# TEXTE À LIRE:
Défense UE Stratégie

[Entretien] La défense européenne a un rôle à jouer dans les Balkans (Matej Tonin, Slovénie)

(B2 à Lisbonne - exclusif) À quelques semaines de la prise de commande du Conseil de l'Union européenne par la Slovénie, Matej Tonin, son ministre de la Défense, nous détaille ses priorités : les Balkans, l'efficacité énergétique des armées et la coopération UE-OTAN. L'occasion aussi de dévoiler une future plus grande implication des Slovènes dans EUTM Mali

B2 a rencontré le ministre slovène de la Défense, Matej Tonin avant la prise de la présidence du Conseil en juillet (c) Slovénie

L'avenir des Balkans est-il nécessairement une priorité pour la présidence de la Slovénie ?

— La coopération entre les Balkans occidentaux est une priorité. C'est une des parties les plus fragiles d’Europe. Cela signifie que si quelque chose va mal là-bas, l’Europe entière en subira les conséquences. Je me souviens encore des guerres des Balkans. Je me souviens des réfugiés, quand j'étais à l'école primaire. C'est pourquoi nous sommes très prudents sur ce sujet.

Ce n'était pas une priorité des Européens jusqu'ici ?

# DONNÉES EXTRAITES:
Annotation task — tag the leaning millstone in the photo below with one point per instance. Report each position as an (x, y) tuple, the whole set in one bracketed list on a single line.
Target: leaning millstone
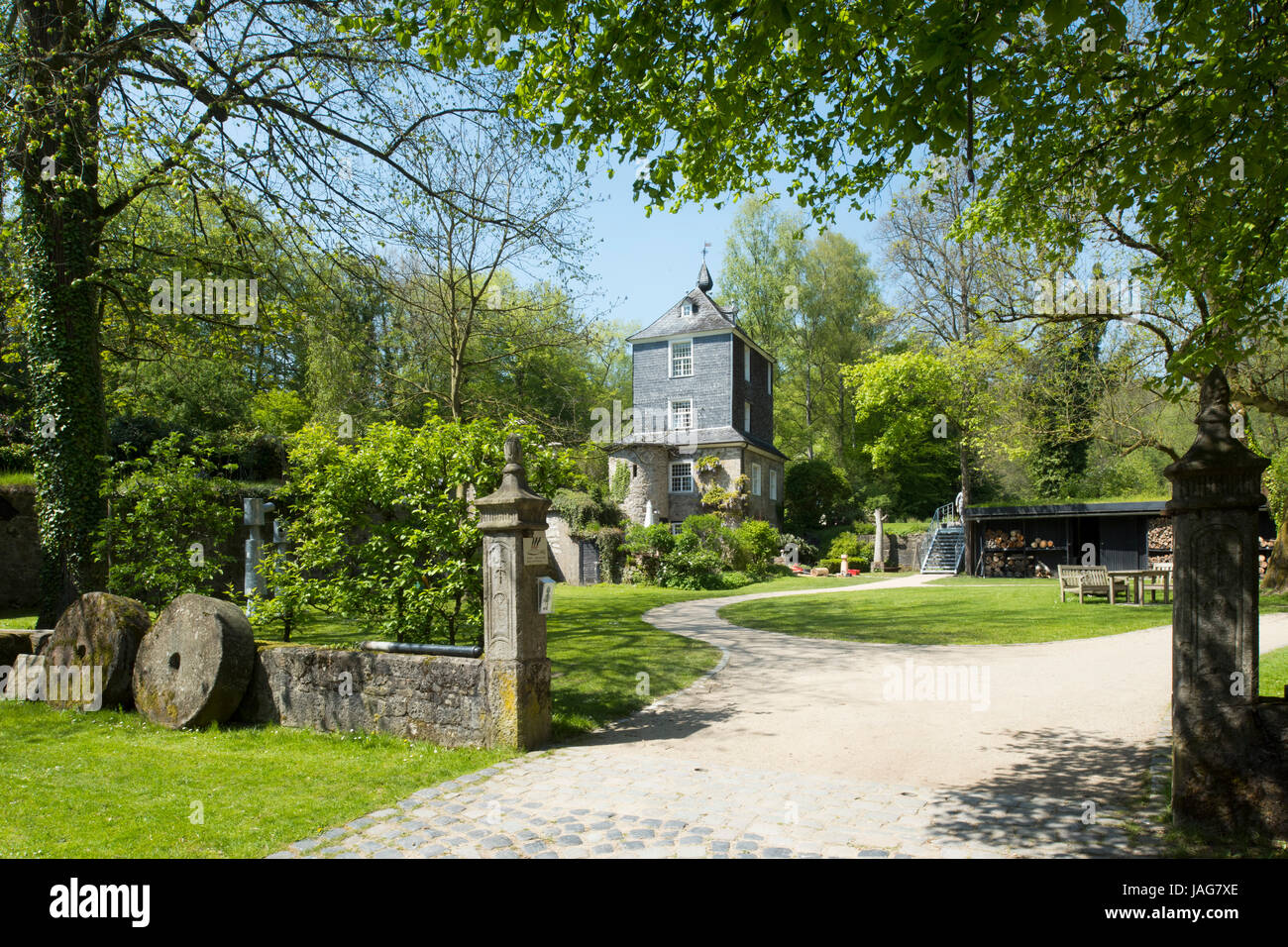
[(13, 643), (194, 664), (90, 655)]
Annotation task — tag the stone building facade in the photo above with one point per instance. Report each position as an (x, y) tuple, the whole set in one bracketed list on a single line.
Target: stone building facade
[(702, 388)]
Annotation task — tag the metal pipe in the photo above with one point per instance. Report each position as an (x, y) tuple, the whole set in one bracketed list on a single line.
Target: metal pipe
[(441, 650)]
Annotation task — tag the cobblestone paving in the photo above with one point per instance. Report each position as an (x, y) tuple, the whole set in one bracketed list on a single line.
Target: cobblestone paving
[(580, 802)]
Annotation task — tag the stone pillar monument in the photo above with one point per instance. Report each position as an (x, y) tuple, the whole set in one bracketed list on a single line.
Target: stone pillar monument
[(879, 545), (1229, 748), (513, 521)]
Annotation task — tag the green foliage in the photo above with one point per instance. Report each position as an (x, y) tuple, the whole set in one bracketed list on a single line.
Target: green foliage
[(1198, 185), (278, 411), (814, 495), (704, 554), (168, 518), (16, 458), (381, 526), (619, 483)]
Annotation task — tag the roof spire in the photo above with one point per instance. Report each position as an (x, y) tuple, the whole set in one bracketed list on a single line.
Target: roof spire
[(704, 274)]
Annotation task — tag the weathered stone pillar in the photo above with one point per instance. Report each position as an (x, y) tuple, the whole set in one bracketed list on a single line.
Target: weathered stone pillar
[(513, 521), (1228, 748)]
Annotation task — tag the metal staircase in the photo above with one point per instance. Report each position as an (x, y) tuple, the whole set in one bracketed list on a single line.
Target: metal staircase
[(947, 543)]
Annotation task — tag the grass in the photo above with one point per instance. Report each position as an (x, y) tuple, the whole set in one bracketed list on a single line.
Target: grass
[(599, 646), (17, 618), (112, 785), (960, 609)]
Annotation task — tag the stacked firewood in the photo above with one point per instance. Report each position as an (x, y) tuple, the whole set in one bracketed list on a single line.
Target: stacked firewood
[(1001, 566), (1001, 539)]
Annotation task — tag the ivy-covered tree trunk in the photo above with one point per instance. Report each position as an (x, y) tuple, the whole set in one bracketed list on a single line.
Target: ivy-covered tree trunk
[(1275, 579), (59, 224)]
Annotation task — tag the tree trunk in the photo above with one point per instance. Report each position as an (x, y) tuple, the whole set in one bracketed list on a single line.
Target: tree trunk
[(964, 463), (56, 144), (1276, 570)]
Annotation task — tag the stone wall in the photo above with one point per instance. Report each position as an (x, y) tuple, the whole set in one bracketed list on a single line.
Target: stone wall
[(20, 552), (905, 552), (442, 699), (20, 549)]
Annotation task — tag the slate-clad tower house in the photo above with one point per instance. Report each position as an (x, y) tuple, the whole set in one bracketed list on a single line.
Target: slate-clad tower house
[(700, 388)]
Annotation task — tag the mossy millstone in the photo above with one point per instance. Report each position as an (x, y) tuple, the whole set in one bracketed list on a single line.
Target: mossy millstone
[(98, 630), (194, 664)]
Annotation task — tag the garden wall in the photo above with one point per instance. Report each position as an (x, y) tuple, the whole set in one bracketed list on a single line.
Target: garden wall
[(443, 699), (20, 551), (905, 552)]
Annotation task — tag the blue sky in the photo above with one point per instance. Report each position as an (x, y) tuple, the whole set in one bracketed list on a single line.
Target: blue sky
[(644, 264)]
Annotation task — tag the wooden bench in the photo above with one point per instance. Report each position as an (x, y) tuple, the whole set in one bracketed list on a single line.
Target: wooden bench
[(1086, 579), (1159, 582)]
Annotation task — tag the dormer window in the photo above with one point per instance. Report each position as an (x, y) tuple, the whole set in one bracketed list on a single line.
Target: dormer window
[(682, 359)]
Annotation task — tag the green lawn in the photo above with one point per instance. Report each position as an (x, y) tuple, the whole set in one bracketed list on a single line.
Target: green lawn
[(111, 785), (599, 644), (960, 609)]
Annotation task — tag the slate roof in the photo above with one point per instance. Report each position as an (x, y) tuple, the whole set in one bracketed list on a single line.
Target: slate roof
[(706, 317)]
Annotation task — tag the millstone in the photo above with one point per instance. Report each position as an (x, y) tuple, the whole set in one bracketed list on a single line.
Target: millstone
[(194, 664), (97, 631)]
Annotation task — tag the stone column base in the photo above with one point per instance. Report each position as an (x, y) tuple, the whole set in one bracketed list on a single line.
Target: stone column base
[(518, 698)]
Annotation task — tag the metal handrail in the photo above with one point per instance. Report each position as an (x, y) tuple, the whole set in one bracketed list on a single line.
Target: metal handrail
[(944, 515)]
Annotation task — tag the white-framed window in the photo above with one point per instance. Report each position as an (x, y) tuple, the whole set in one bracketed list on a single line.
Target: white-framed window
[(682, 359), (682, 476), (682, 414)]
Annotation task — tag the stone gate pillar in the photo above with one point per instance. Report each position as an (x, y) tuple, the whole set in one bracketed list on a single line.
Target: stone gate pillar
[(513, 521), (1228, 749)]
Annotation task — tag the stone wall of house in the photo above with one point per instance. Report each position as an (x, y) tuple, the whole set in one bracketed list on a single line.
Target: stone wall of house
[(755, 392), (20, 549), (649, 479), (906, 551), (442, 699)]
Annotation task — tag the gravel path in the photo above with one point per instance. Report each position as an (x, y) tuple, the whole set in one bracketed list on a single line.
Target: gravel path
[(797, 748)]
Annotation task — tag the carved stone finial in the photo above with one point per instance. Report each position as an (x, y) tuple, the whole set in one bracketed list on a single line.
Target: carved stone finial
[(1215, 390)]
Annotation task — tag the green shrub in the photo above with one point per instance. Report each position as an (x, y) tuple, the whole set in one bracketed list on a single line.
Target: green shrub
[(381, 528), (167, 519), (758, 544), (619, 483)]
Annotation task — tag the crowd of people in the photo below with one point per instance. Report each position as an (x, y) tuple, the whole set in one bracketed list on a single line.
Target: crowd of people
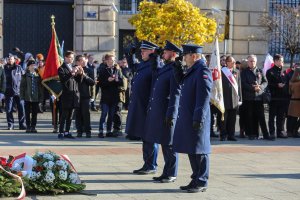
[(247, 96), (167, 95)]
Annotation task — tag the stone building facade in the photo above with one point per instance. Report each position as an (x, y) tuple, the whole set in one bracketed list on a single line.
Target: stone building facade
[(97, 26)]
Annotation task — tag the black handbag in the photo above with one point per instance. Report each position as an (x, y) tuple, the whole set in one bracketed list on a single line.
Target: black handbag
[(266, 95)]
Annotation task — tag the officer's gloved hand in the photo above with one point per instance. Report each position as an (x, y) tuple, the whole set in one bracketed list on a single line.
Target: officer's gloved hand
[(130, 50), (178, 62), (159, 51), (169, 122), (197, 126), (154, 58)]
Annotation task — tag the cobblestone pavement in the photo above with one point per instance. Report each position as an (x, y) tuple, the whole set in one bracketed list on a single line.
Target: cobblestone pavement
[(242, 170)]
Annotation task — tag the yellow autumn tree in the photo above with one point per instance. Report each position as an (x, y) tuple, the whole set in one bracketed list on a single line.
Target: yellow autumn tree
[(178, 21)]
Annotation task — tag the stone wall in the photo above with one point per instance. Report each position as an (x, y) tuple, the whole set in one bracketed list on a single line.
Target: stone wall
[(96, 28), (245, 36), (1, 28)]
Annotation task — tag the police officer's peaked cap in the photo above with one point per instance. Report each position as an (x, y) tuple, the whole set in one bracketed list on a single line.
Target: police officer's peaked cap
[(191, 48), (148, 45), (30, 62), (172, 47)]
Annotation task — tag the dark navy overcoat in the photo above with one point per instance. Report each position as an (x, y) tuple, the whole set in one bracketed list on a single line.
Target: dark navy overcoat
[(139, 99), (162, 104), (194, 106)]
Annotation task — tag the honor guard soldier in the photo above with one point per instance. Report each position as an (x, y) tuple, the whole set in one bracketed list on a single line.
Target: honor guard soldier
[(192, 129), (137, 111), (162, 112)]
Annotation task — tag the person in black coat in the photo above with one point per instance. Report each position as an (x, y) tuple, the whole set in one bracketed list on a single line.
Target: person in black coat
[(253, 84), (110, 79), (83, 118), (231, 84), (278, 87), (69, 77), (13, 74)]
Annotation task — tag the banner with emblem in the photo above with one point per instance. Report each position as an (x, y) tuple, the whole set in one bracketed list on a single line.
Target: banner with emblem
[(216, 97), (53, 62)]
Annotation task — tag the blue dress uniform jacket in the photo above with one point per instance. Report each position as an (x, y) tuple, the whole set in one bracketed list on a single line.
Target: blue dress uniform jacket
[(162, 104), (139, 99), (194, 106), (13, 75)]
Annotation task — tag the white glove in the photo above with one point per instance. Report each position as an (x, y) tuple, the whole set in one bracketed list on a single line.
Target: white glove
[(1, 96), (52, 97)]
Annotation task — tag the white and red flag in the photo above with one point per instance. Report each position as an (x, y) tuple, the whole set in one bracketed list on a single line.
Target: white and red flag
[(269, 63), (216, 97)]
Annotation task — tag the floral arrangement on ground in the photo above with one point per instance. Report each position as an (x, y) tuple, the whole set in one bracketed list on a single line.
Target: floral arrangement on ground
[(46, 173)]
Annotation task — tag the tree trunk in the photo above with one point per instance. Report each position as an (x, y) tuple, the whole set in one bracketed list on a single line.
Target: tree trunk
[(292, 59)]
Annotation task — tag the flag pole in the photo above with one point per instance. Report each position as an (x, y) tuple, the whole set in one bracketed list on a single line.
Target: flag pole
[(54, 101)]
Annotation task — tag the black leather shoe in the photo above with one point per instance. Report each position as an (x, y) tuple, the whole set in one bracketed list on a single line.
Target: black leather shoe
[(22, 127), (146, 172), (33, 130), (60, 136), (88, 135), (69, 136), (100, 135), (159, 178), (231, 139), (297, 135), (213, 134), (93, 109), (169, 179), (111, 134), (271, 138), (190, 185), (280, 135), (138, 170), (252, 138), (197, 189), (134, 138)]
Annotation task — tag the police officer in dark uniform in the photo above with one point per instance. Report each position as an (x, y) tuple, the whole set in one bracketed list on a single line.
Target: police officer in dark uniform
[(13, 74), (83, 118), (232, 93), (162, 112), (192, 129), (137, 111), (279, 97), (253, 84)]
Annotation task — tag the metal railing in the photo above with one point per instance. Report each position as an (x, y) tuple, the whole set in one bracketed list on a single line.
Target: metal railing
[(131, 6), (276, 44)]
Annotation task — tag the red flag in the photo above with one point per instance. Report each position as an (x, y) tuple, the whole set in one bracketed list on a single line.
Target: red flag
[(216, 97), (53, 59)]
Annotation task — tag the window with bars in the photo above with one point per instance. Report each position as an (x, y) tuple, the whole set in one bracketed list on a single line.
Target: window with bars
[(131, 6), (276, 43)]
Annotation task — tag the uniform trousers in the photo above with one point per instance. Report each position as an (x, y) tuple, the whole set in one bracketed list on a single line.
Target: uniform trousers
[(66, 119), (9, 102), (31, 108), (171, 161), (83, 117), (228, 125), (200, 167), (254, 117), (277, 109), (118, 117), (150, 151)]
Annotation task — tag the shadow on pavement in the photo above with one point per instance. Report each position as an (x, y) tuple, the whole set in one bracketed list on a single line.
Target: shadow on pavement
[(272, 176)]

# CONSIGNE 1:
D'après l'entretien ci-dessus, quelles sont les trois priorités que Matej Tonin détaille pour la présidence slovène ?
# CONSIGNE 2:
Reproduisez le passage de l'entretien ci-dessus qui va de « B2 a rencontré » à « présidence de la Slovénie ? ».

# RÉPONSE 1:
Les Balkans, l'efficacité énergétique des armées et la coopération UE-OTAN.

# RÉPONSE 2:
B2 a rencontré le ministre slovène de la Défense, Matej Tonin avant la prise de la présidence du Conseil en juillet (c) Slovénie

L'avenir des Balkans est-il nécessairement une priorité pour la présidence de la Slovénie ?